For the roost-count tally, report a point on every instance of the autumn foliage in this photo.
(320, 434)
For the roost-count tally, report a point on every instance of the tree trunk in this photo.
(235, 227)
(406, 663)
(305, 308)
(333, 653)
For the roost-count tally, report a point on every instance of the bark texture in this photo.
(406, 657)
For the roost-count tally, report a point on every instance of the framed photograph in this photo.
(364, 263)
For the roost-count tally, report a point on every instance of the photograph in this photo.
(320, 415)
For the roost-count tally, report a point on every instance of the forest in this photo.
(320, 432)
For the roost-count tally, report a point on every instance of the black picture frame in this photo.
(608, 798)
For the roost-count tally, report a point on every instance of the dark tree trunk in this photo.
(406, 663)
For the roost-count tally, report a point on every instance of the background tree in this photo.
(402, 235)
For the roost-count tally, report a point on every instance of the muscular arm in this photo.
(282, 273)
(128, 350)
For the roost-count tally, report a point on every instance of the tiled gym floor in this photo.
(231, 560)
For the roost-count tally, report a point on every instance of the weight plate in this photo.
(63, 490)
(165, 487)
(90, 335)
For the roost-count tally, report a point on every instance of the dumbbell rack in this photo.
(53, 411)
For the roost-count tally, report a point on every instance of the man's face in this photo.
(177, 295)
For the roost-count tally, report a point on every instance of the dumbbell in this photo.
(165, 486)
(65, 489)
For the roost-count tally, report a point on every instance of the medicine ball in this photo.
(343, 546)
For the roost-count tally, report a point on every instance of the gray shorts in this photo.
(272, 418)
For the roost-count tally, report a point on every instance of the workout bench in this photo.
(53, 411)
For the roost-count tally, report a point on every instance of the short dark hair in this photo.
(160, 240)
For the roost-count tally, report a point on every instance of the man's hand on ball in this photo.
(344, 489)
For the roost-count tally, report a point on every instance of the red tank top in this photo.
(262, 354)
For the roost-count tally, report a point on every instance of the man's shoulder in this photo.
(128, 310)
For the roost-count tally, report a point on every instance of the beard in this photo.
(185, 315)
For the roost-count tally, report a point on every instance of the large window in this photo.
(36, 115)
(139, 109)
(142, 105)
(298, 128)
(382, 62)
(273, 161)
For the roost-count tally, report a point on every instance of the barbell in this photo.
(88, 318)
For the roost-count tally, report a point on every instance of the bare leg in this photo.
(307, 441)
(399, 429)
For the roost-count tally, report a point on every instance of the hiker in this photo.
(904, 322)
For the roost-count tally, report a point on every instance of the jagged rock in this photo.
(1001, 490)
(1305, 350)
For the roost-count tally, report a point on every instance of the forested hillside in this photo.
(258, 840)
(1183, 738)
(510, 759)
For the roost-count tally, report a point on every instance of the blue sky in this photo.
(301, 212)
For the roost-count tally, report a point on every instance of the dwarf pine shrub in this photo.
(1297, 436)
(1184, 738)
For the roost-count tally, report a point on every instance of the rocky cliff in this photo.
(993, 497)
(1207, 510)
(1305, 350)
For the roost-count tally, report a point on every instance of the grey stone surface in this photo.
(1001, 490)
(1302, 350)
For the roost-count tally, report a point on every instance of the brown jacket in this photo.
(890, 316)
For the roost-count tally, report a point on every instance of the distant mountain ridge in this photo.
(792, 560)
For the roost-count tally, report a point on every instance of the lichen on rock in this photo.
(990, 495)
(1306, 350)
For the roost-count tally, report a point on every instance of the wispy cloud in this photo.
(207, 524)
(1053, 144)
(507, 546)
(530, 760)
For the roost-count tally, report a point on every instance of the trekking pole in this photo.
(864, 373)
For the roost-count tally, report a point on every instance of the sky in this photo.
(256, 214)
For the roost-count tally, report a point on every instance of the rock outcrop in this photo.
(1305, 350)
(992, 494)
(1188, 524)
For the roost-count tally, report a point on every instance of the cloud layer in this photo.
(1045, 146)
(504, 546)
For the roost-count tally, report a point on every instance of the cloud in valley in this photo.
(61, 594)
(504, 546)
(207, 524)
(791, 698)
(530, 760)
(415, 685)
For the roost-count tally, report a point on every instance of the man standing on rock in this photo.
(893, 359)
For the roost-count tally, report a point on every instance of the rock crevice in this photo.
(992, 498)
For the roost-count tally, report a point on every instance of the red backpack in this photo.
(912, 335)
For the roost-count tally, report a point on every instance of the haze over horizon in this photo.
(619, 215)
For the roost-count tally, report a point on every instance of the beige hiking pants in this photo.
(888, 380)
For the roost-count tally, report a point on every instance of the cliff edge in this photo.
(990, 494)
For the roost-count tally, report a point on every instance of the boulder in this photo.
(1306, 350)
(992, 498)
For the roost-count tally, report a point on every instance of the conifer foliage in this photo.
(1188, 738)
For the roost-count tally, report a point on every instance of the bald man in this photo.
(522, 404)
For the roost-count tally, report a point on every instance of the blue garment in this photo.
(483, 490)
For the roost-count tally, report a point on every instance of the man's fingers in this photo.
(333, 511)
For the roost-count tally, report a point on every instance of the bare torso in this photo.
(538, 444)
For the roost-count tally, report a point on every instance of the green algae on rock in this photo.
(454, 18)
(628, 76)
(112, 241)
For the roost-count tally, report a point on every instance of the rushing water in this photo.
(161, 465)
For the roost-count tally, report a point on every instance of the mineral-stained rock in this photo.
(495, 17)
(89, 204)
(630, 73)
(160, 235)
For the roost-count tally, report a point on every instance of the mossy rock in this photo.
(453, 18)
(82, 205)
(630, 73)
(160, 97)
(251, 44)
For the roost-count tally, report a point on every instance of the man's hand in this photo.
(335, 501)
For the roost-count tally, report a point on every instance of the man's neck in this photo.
========================================================================
### TASK INSTRUCTIONS
For each line shown above, write an exact copy.

### ANSWER SPACE
For the roost-count tally, report a point on every instance of the autumn foliage in this photo.
(320, 434)
For the roost-count tally, report a point on every instance of the tree trunk in this photo.
(235, 227)
(406, 663)
(305, 308)
(333, 653)
For the roost-count tally, report a point on every instance of the bark texture in this photo.
(406, 657)
For the roost-count tally, report a point on every instance of the framed photograph in this photo.
(364, 263)
For the roost-count tally, report a point on every instance of the photograph in this photo.
(320, 415)
For the roost-count tally, report a point on every instance of the forest in this photo.
(320, 432)
For the roost-count tally, report a point on every instance of the black picture frame in this photo.
(608, 798)
For the roost-count tally, report a point on every instance of the dark tree trunk in this photo.
(406, 663)
For the roost-count tally, report a point on every instance of the background tree in this photo.
(402, 235)
For the roost-count tally, report a point on every instance of the muscular arm in this photo.
(282, 273)
(128, 350)
For the roost-count tally, report a point on every instance of the tiled gym floor in this photo.
(231, 560)
For the roost-count tally, report a point on every instance of the weight plate in this photo.
(63, 490)
(165, 487)
(90, 335)
For the roost-count tally, report a point on every instance of the dumbbell rack in this photo.
(53, 411)
For the roost-count tally, report a point on every instance of the man's face in this photo.
(177, 295)
For the roost-count tally, report a point on every instance of the dumbbell in this photo.
(165, 486)
(65, 489)
For the roost-count tally, report a point on every instance of the medicine ball in this photo.
(343, 546)
For the roost-count tally, report a point on every instance of the gray shorts in this photo.
(272, 418)
For the roost-count tally, report a point on every instance of the workout bench in this photo.
(53, 411)
For the roost-count tally, report a point on every instance of the short dark hair in this photo.
(160, 240)
For the roost-count tally, report a point on every instance of the man's hand on ball in this photo.
(344, 489)
For the roost-count tally, report a point on every instance of the red tank top in this photo.
(262, 354)
For the roost-count tally, report a point on every instance of the man's shoulder in this photo.
(128, 310)
For the roost-count tally, report a point on every instance of the beard in this photo.
(185, 315)
For the roost-count tally, report a point on every instance of the large window in this photo.
(36, 115)
(139, 109)
(142, 105)
(298, 128)
(382, 62)
(273, 161)
For the roost-count tally, report a point on every instance of the barbell in this photo.
(88, 318)
For the roost-count tally, report a point on every instance of the bare leg in this photo.
(307, 441)
(399, 429)
For the roost-count tally, report a point on every instance of the hiker in this photo.
(904, 322)
For the roost-count tally, report a point on every instance of the jagged rock in this photo.
(1001, 490)
(1305, 350)
For the roost-count tally, report a point on every instance of the forested hillside in this photo.
(258, 840)
(1183, 738)
(510, 759)
For the roost-count tally, report a point on every instance of the blue sky in this photo.
(301, 212)
For the roost-count tally, report a point on every instance of the dwarf pine shrub in this photo.
(1297, 436)
(1184, 738)
For the roost-count tally, report a point on every instance of the rocky cliff in this photo.
(993, 497)
(1207, 510)
(1305, 350)
For the roost-count tally, report a point on every instance of the grey stone surface in this photo.
(1001, 490)
(1302, 350)
For the roost-count tally, report a point on every instance of the brown jacket in this photo.
(890, 316)
For the roost-count tally, report a point on every instance of the distant mountain ridge in this photo.
(792, 560)
For the roost-count tally, report a point on every instance of the lichen on rock in this photo.
(990, 495)
(1306, 350)
For the roost-count tally, report a point on every instance of the wispy cloud in this photo.
(207, 524)
(1053, 144)
(507, 546)
(530, 760)
For the roost-count tally, report a point on every instance of the trekking pole in this photo.
(864, 373)
For the roost-count tally, report a point on every instance of the sky in this photo.
(256, 214)
For the roost-count tally, report a point on every instance of the rock outcrop in this photo.
(1305, 350)
(992, 494)
(1188, 524)
For the roost-count tally, report a point on every instance of the cloud layer in this photo.
(1045, 146)
(504, 546)
For the roost-count tally, report a point on every instance of the cloud in valley in this photo.
(61, 594)
(504, 546)
(207, 524)
(791, 698)
(530, 760)
(415, 685)
For the roost-count tally, report a point on every instance of the man standing on rock in this photo.
(893, 359)
For the roost-count tally, report a point on every instance of the rock crevice in this photo.
(992, 498)
For the roost-count tally, report a point on every instance of the red backpack in this photo.
(912, 335)
For the roost-count tally, report a point on every instance of the haze over horizon in this photo.
(619, 215)
For the roost-count tally, report a point on every instance of the beige hiking pants in this photo.
(888, 380)
For the roost-count tally, report a point on every instance of the cliff edge in this photo.
(990, 494)
For the roost-count tally, report a point on every instance of the boulder in this photo.
(1306, 350)
(992, 498)
For the roost-count tally, report a point on every instance of the conifer foliage in this photo.
(1188, 738)
For the roost-count tally, report a point on every instance of the bald man in this photo.
(522, 404)
For the roost-count tally, report a point on every instance of the blue garment in this photo.
(483, 490)
For the roost-count tally, report a point on every instance of the man's fingers in this photo.
(333, 511)
For the roost-count tally, report a point on every instance of the bare torso in this photo.
(538, 444)
For the roost-count tally, report a point on every instance of the green algae on rock in this photo.
(454, 18)
(628, 76)
(112, 241)
For the roost-count tally, report a point on every instance of the rushing water in this photo.
(161, 465)
For the roost-count tally, report a point on every instance of the mineral-stained rock in this photo.
(495, 17)
(89, 204)
(630, 73)
(160, 235)
For the roost-count tally, report a point on every instance of the mossy rock in this photo.
(453, 18)
(82, 205)
(630, 73)
(160, 97)
(251, 44)
For the roost-count tally, report a point on every instance of the man's hand in this photo.
(335, 501)
For the roost-count tally, report a point on every instance of the man's neck in this photo.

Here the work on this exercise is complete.